---------- Data under study ----------

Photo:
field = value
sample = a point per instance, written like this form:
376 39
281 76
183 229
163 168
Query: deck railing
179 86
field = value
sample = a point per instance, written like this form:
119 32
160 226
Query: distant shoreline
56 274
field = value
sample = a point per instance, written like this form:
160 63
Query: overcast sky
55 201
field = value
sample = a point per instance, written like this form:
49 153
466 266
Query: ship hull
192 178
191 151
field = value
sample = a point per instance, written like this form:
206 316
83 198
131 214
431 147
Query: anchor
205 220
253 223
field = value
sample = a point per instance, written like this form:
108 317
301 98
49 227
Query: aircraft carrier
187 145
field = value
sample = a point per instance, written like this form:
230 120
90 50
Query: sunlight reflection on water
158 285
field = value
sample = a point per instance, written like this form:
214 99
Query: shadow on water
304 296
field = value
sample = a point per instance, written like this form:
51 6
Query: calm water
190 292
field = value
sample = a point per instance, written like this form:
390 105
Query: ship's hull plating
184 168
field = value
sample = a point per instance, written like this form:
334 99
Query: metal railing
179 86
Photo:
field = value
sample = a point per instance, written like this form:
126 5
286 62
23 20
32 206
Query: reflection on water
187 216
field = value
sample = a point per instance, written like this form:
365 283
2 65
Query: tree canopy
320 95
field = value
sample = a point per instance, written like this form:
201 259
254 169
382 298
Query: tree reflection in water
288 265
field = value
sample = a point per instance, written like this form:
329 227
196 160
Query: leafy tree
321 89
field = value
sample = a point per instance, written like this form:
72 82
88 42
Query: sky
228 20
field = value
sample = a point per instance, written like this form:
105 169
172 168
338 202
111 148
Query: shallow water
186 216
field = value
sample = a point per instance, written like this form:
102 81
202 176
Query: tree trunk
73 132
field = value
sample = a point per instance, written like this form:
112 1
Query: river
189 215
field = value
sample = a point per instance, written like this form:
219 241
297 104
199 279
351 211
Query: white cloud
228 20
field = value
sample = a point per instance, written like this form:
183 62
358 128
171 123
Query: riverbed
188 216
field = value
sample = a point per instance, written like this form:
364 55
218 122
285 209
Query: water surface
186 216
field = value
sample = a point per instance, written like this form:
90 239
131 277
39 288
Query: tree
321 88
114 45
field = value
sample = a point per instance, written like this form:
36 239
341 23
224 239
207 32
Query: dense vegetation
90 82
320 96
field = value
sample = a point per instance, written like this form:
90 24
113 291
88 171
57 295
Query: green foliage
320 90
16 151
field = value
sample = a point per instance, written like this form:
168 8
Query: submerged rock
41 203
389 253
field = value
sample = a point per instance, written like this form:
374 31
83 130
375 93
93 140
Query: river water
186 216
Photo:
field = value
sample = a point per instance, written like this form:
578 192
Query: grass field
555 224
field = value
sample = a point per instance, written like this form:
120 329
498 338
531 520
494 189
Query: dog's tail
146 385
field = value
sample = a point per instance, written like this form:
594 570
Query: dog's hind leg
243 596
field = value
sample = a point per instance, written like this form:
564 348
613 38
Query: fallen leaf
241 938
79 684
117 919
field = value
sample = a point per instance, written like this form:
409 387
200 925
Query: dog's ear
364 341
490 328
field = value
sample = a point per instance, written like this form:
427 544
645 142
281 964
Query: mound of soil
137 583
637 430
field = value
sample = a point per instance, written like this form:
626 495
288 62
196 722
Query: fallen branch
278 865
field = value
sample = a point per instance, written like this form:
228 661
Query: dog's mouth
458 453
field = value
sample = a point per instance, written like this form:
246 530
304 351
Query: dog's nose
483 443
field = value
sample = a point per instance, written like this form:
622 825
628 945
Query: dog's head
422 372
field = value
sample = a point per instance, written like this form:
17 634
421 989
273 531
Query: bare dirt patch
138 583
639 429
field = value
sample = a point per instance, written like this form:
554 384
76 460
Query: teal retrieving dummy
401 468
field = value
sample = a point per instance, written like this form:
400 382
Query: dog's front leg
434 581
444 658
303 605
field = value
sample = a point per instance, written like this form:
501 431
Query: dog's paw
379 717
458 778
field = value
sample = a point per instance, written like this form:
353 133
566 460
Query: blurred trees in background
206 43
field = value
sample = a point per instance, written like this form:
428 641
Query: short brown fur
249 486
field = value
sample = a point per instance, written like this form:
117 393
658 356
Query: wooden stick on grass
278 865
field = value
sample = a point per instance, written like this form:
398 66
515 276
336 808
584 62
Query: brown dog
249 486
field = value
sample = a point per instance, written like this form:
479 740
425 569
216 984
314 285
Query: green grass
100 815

----------

**Task brief**
This exercise requires the entries above to be restated exactly.

**Solution for this task**
Photo:
field = value
sample = a point per instance, written like this form:
376 39
281 76
183 229
163 168
Query: deck railing
179 86
field = value
sample = a point per instance, written like this form:
119 32
160 226
Query: distant shoreline
56 274
field = value
sample = a point per instance, written like this form:
160 63
Query: overcast sky
55 201
field = value
sample = a point per instance, written like this form:
49 153
466 266
Query: ship hull
192 178
191 151
field = value
sample = a point per instance, written like this form:
206 316
83 198
131 214
431 147
Query: anchor
205 220
253 223
field = value
sample = a point per instance, written like this form:
108 317
301 98
49 227
Query: aircraft carrier
187 145
field = value
sample = a point per instance, written like this form:
230 120
90 50
Query: sunlight reflection on water
158 285
field = value
sample = a point per instance, written like this form:
214 99
Query: shadow on water
304 296
field = value
sample = a point per instance, written like this form:
51 6
Query: calm water
190 292
field = value
sample = a point per instance, written like this form:
390 105
Query: ship's hull plating
184 168
field = value
sample = a point per instance, written like this form:
334 99
Query: metal railing
179 86
Photo:
field = value
sample = a point per instance, written like this form:
126 5
286 62
23 20
32 206
Query: reflection on water
187 216
field = value
sample = a point per instance, written like this form:
365 283
2 65
Query: tree canopy
320 95
field = value
sample = a point per instance, written like this form:
201 259
254 169
382 298
Query: tree reflection in water
288 265
field = value
sample = a point per instance, written like this form:
329 227
196 160
Query: leafy tree
321 89
field = value
sample = a point per instance, written like this form:
72 82
88 42
Query: sky
228 20
field = value
sample = a point per instance, written like this form:
105 169
172 168
338 202
111 148
Query: shallow water
186 216
field = value
sample = a point per instance, written like this form:
102 81
202 176
Query: tree trunk
73 132
field = value
sample = a point per instance, written like this form:
112 1
Query: river
189 215
field = value
sample = a point per instance, written like this form:
219 241
297 104
199 279
351 211
Query: white cloud
228 20
field = value
sample = a point per instance, written like this form:
183 62
358 128
171 123
Query: riverbed
188 216
field = value
sample = a point per instance, written like this form:
364 55
218 122
285 209
Query: water surface
186 216
field = value
sample = a point per instance, written like this form:
90 239
131 277
39 288
Query: tree
321 88
114 45
field = value
sample = a point per instance, written like this form:
36 239
341 23
224 239
207 32
Query: dense vegetation
90 82
320 96
field = value
sample = a point per instance, written like this form:
90 24
113 291
88 171
57 295
Query: green foliage
320 90
16 151
field = value
sample = a point per instance, written like this form:
168 8
Query: submerged rock
41 203
389 253
field = value
sample = a point per instance, written like this form:
374 31
83 130
375 93
93 140
Query: river water
186 216
Photo:
field = value
sample = a point per instance, written like this form:
578 192
Query: grass field
555 224
field = value
sample = a point per instance, written like this form:
120 329
498 338
531 520
494 189
Query: dog's tail
146 385
field = value
sample = a point per instance, written like this form:
594 570
Query: dog's hind leg
243 596
field = value
sample = a point per instance, written like this form:
564 348
613 38
Query: fallen leaf
241 938
79 684
117 919
field = value
sample = a point per instance, written like this form:
409 387
200 925
Query: dog's ear
364 341
490 328
field = value
sample = a point per instance, written like this form:
427 544
645 142
281 964
Query: mound of soil
137 583
637 430
field = value
sample = a point per instance, written like this form:
626 495
288 62
196 722
Query: fallen branch
278 865
field = value
sample = a point per instance, written like this form:
228 661
Query: dog's mouth
458 453
field = value
sample = a point per instance, written like this form:
246 530
304 351
Query: dog's nose
483 443
field = value
sample = a point per instance, written like this form:
622 825
628 945
Query: dog's head
422 372
field = value
sample = a point per instance, written like this form:
17 634
421 989
273 531
Query: bare dirt patch
138 583
639 429
field = value
sample = a point per instance, written like this form:
554 384
76 460
Query: teal retrieving dummy
401 468
field = value
sample = a point per instance, written like this form:
400 382
Query: dog's front leg
434 581
444 658
303 605
field = value
sample = a point per instance, written like this form:
501 431
Query: dog's paw
379 717
458 778
field = value
sample = a point per instance, written like this form:
353 133
566 460
Query: blurred trees in background
206 43
field = value
sample = a point per instance, written like this form:
428 641
Query: short brown fur
249 486
field = value
sample = a point per instance, written like this form:
117 393
658 356
Query: wooden stick on grass
278 865
field = value
sample = a point per instance, written like this form:
398 66
515 276
336 808
584 62
Query: brown dog
249 486
field = value
sample = a point per instance, written like this form:
479 740
425 569
216 984
314 285
Query: green grass
100 815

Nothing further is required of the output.